ゲーム音楽好きのための
クラシック入門
実践編



 ここでは、ゲームが好きで、ゲーム音楽経由でクラシックに興味を持った人を対象に、
簡単な予備知識を伝えるとともに、入門におすすめの作曲家の紹介をしています。
 ゲーム音楽とクラシックの間にどういう繋がりがあるかについては、
ゲームに使われたクラシック曲リストと、両者の関係の解説を見てください。

 そこで書いたように、この入門では、クラシックといえば高尚だとか、退屈だとか、年寄りの趣味だというイメージからの脱却を目指しています。そのため、以下で紹介しているおすすめ作曲家は、一般によくあるガイドではまず出てこない意外なチョイスとなっていますが、普段からゲーム音楽に親しんでいる人にとってはこれがベストと考えています。なので今回紹介するものはクラシックの一部ということになりますが、これを読んでクラシックが少しでも身近なものになれば幸いです。

もくじ
クラシックを聴くベストな方法は?
クラシックの音楽形式について
音楽形式の一覧
入門に最適!おすすめ作曲家

クラシックを聴くベストな方法は?


 まずは、クラシックの曲を聴くにはどうすべきかを解説しよう。もちろんここに特別なことは何もなく、生演奏で聴くか録音されたものを聴くかのどちらかである。このうち、生演奏というのは熱烈なファンならば強く推すところであろうが、当然ながら敷居が高いので、最初は録音が入ったCDを探すのがいいだろう。CDで聴く限り、クラシックは他の音楽よりもお高いわけではなくなる。むしろ廉価版も多いので、安いくらいである。レンタルショップで借りる場合にはまったく違いはなくなる。

——————————

■ 取り組む課題 ■
クラシック入門の文章から、「そこで書いたように、この入門」で始まり「身近なものになれば幸いです。」に至るまでの部分を、「作曲家」を「音楽家」に置き換えて示してください。

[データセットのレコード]

——————————

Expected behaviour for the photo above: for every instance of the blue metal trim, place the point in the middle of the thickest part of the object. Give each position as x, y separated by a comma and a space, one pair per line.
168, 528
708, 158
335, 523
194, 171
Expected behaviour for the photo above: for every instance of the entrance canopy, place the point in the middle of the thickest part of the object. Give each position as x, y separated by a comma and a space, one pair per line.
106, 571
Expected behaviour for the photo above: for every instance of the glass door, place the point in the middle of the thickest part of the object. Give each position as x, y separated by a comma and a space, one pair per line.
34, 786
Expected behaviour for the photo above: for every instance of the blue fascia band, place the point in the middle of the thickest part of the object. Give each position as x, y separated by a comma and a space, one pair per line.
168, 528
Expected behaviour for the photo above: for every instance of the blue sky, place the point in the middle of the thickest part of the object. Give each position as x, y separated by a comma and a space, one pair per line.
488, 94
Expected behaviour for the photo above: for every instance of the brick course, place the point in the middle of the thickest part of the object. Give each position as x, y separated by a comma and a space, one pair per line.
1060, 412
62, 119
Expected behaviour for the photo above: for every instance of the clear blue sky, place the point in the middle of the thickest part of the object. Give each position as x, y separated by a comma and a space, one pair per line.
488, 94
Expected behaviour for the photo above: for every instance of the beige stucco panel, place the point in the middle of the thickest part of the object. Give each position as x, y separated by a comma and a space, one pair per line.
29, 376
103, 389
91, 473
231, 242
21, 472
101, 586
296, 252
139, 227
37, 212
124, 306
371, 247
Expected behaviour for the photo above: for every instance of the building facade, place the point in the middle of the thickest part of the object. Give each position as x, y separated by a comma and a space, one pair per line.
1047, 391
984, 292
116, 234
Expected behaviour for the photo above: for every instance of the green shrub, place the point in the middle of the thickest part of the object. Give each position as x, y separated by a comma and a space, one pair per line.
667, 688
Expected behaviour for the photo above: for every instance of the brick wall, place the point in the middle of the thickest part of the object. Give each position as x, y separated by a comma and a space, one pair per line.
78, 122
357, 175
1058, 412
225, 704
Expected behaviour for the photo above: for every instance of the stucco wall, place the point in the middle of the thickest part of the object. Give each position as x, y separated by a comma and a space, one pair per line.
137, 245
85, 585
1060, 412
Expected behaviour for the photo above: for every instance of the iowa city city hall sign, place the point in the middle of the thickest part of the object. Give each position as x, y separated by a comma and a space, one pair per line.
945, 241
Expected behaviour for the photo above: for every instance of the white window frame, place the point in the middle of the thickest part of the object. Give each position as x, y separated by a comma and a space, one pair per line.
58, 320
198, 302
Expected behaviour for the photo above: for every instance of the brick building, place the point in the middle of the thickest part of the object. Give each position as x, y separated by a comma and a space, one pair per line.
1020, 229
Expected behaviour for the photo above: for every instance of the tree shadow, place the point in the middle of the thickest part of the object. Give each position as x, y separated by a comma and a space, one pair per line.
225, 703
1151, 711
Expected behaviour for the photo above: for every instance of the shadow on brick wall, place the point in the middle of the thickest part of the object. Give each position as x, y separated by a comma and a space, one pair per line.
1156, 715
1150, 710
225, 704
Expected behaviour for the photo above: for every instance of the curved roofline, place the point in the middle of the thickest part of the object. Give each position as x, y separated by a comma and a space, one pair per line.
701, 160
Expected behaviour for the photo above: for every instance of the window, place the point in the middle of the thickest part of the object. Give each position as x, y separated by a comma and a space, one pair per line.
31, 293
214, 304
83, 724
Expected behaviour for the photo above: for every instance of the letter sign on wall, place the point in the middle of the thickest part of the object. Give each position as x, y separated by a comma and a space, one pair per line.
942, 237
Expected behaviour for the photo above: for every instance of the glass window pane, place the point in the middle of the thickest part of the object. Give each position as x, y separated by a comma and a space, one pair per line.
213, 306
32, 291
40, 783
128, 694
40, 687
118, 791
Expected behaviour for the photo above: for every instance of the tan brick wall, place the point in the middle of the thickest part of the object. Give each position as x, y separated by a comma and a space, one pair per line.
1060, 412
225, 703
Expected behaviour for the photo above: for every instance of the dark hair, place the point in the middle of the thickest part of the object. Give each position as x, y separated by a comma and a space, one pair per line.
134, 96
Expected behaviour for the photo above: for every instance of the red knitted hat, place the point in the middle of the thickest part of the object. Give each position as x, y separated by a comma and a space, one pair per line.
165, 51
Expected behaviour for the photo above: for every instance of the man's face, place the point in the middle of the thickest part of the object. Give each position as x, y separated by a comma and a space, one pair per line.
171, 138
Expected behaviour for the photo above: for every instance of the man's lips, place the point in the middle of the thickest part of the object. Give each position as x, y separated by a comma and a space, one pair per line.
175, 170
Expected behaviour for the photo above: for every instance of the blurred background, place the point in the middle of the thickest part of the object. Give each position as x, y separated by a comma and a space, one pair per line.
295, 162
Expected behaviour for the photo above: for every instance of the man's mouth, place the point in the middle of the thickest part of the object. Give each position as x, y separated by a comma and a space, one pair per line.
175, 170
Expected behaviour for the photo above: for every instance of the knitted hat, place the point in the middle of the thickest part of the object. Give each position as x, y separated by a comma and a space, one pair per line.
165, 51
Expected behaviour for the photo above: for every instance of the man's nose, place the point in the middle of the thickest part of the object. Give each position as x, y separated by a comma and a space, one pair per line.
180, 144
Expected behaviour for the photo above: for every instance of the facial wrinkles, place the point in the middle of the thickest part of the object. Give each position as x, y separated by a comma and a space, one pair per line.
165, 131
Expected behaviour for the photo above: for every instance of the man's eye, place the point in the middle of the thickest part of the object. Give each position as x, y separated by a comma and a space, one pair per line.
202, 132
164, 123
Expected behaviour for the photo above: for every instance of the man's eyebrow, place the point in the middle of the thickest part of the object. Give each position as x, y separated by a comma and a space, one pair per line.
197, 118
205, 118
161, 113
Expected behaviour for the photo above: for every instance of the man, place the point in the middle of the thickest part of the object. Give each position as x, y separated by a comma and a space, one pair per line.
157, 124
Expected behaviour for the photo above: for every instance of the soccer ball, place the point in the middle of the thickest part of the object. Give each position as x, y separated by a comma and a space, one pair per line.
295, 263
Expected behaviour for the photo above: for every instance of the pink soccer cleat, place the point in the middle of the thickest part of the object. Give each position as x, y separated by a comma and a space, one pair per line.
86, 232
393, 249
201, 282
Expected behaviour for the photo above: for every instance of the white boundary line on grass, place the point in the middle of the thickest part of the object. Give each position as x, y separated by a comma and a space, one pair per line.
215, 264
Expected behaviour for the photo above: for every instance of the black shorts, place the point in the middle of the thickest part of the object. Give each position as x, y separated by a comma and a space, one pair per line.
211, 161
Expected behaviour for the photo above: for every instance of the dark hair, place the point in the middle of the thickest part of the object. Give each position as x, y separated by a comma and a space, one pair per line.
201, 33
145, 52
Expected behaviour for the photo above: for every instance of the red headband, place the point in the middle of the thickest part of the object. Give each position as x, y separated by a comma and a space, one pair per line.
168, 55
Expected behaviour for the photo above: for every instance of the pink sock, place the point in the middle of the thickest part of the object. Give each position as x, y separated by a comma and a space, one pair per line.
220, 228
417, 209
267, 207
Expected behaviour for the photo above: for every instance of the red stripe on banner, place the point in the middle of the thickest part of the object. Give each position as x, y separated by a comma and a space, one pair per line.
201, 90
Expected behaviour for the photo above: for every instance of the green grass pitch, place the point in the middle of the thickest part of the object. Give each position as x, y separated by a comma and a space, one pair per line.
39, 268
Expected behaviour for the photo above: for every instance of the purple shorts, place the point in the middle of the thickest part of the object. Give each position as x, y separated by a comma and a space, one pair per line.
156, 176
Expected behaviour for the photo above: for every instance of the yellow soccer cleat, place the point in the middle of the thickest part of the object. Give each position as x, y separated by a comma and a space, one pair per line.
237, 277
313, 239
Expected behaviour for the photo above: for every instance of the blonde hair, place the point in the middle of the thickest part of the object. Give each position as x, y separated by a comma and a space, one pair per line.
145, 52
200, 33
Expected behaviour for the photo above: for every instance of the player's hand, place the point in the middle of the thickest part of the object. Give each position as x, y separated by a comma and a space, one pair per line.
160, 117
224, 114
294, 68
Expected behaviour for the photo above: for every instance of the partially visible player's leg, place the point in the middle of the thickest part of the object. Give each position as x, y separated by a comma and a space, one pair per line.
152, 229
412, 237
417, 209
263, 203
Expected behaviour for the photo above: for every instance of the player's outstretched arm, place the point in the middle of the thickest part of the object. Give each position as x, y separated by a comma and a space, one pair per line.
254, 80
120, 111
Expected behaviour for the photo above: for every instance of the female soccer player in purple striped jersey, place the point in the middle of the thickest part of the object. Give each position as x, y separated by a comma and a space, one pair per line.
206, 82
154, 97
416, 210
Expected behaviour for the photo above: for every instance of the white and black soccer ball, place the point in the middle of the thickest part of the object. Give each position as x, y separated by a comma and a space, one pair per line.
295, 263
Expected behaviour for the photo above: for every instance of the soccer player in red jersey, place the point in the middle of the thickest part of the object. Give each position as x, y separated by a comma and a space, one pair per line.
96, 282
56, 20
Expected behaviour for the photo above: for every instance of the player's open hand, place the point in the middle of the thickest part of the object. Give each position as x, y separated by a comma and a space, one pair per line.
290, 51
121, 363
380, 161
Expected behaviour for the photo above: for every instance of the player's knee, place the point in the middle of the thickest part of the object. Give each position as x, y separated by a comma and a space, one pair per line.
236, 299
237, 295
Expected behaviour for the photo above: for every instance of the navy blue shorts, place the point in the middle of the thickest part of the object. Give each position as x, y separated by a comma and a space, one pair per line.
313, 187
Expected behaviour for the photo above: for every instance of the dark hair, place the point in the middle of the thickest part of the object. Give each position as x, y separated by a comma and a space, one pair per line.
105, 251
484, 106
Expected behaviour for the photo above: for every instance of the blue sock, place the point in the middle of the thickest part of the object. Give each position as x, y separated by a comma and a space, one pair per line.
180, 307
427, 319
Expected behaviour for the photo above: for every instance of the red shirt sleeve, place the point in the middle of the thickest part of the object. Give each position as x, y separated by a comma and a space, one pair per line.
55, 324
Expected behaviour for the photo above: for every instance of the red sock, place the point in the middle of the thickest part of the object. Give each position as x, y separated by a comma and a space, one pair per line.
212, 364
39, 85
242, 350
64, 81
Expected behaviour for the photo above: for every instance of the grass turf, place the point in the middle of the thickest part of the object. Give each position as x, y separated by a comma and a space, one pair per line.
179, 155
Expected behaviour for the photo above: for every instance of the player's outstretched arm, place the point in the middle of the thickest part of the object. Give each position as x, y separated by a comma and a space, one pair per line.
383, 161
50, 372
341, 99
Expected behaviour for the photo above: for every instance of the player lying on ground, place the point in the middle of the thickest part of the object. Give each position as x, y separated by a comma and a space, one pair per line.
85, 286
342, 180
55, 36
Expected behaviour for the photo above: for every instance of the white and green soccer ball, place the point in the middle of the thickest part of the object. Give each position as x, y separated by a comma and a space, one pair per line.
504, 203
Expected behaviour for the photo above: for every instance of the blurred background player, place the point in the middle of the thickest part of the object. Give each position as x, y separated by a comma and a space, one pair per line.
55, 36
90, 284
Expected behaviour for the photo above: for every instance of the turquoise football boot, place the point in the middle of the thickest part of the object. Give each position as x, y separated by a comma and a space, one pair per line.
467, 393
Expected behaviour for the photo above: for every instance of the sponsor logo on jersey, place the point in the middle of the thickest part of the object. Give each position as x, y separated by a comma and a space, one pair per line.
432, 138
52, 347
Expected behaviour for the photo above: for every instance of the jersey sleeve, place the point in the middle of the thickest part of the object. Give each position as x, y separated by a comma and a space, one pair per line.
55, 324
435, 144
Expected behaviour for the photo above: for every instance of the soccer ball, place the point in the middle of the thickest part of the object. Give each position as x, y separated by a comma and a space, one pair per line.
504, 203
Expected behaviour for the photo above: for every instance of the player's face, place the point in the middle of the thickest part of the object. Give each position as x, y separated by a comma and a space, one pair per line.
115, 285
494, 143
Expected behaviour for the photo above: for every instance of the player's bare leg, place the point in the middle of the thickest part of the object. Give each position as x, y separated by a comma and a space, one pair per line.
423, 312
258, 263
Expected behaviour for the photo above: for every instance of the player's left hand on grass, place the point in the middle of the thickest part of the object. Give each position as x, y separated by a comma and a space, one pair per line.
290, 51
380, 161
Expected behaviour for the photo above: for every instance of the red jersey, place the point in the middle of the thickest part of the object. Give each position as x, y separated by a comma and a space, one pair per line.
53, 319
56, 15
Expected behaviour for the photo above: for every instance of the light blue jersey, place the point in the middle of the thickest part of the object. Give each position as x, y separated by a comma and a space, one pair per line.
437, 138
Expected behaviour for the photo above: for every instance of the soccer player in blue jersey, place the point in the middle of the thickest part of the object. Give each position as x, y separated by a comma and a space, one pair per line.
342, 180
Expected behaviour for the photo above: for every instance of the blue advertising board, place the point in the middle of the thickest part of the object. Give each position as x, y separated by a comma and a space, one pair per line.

——————————

■ 課題への回答 ■
そこで書いたように、この入門では、クラシックといえば高尚だとか、退屈だとか、年寄りの趣味だというイメージからの脱却を目指しています。そのため、以下で紹介しているおすすめ音楽家は、一般によくあるガイドではまず出てこない意外なチョイスとなっていますが、普段からゲーム音楽に親しんでいる人にとってはこれがベストと考えています。なので今回紹介するものはクラシックの一部ということになりますが、これを読んでクラシックが少しでも身近なものになれば幸いです。